[Start of SOURCE MATERIAL]
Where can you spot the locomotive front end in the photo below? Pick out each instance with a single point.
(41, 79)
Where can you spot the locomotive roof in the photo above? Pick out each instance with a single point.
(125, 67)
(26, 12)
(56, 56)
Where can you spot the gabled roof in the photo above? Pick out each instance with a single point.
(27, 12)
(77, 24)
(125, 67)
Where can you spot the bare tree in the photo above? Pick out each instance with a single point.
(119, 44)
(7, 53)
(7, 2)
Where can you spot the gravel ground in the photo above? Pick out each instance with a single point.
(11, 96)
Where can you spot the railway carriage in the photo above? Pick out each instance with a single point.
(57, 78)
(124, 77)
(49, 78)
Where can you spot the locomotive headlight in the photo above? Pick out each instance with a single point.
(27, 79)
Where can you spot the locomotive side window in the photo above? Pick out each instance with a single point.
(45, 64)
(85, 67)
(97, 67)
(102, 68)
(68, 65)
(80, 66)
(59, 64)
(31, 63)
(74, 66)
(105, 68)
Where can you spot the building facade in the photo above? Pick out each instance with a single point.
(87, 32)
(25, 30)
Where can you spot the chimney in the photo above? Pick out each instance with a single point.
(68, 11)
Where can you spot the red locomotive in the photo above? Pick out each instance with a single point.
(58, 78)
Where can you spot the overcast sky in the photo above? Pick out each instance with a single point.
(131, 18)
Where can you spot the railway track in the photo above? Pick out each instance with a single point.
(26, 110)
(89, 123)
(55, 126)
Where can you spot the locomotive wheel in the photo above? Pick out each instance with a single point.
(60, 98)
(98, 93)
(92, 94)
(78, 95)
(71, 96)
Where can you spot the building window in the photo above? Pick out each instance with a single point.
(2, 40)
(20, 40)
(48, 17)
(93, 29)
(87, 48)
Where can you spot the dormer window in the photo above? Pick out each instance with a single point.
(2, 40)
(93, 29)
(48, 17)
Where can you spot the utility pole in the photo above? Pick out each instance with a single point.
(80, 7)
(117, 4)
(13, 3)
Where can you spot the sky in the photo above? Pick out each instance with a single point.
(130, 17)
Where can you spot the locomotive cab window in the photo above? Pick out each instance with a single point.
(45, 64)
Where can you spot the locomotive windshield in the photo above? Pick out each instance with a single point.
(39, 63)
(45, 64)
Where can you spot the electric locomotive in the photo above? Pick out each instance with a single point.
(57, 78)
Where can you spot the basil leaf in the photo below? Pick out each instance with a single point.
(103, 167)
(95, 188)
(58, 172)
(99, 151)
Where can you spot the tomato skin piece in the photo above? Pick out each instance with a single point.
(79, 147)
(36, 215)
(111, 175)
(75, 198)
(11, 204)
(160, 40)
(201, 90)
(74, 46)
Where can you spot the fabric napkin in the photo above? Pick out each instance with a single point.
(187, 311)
[End of SOURCE MATERIAL]
Your task is to repeat every line exactly.

RESPONSE FOR THIS EXERCISE
Where can you spot the locomotive front end in the photo below? Pick out each instance with a single point.
(41, 79)
Where can you spot the locomotive roof in the photo above? Pick out each instance with a single point.
(125, 67)
(26, 12)
(56, 56)
Where can you spot the gabled roof in the photo above? Pick out each instance with a single point.
(27, 12)
(77, 24)
(125, 67)
Where can you spot the bare tree in the photo above? Pick out each instance with a single point.
(119, 44)
(7, 53)
(7, 2)
Where can you spot the gravel ground in the photo above? Pick out each instance with a single point.
(11, 96)
Where can you spot the railway carriage in the photo above? Pick out each instance with a single point.
(57, 78)
(124, 77)
(49, 78)
Where can you spot the locomotive headlight in the photo above? Pick out each instance with a single point.
(27, 79)
Where can you spot the locomotive side window in the photo above? Pick out each instance with a single point.
(45, 64)
(85, 67)
(97, 67)
(102, 68)
(68, 65)
(80, 66)
(59, 64)
(31, 63)
(74, 66)
(105, 68)
Where can you spot the building facade in the photo above? Pick out each instance with a single point.
(87, 32)
(25, 30)
Where can you spot the chimney in the photo above? Pick out each instance with a single point.
(68, 11)
Where can you spot the red locomotive in the photo above? Pick out each instance with a single point.
(58, 78)
Where can you spot the overcast sky in the photo above? Pick out each instance with a single point.
(131, 18)
Where can you spot the railway track in the photo above? Pick out each instance with a single point.
(26, 110)
(89, 123)
(55, 126)
Where can you spot the locomotive wheel in the photo above? Pick out each instance with a single point.
(60, 98)
(98, 93)
(92, 94)
(78, 95)
(71, 96)
Where can you spot the building window in the photo above? Pick out each instance with a single point.
(2, 40)
(20, 40)
(48, 17)
(93, 29)
(87, 48)
Where can you spot the dormer window in the photo above? Pick out each instance with a single point.
(2, 40)
(93, 29)
(48, 17)
Where can you spot the utility pole in the photo above? Pick out each instance with a single point.
(80, 7)
(117, 4)
(13, 3)
Where can you spot the sky in the photo above? Pick out each instance with a single point.
(130, 17)
Where can you spot the locomotive cab window in the photo above? Pick out each instance with a single point.
(45, 64)
Where can you spot the locomotive windshield in the photo above? Pick out each instance with a single point.
(39, 63)
(45, 64)
Where can you spot the electric locomotive in the photo above? Pick out each instance with a single point.
(57, 78)
Where can you spot the basil leaf in the photo below? Pick out each instance with a single point.
(103, 167)
(95, 188)
(58, 172)
(99, 151)
Where can you spot the tomato skin piece in the photo above? Pick out each instance with a single point.
(79, 147)
(36, 215)
(111, 175)
(75, 198)
(11, 204)
(160, 40)
(201, 90)
(74, 46)
Where can you spot the fabric napkin in the photo above? Pick out each instance with a single point.
(187, 311)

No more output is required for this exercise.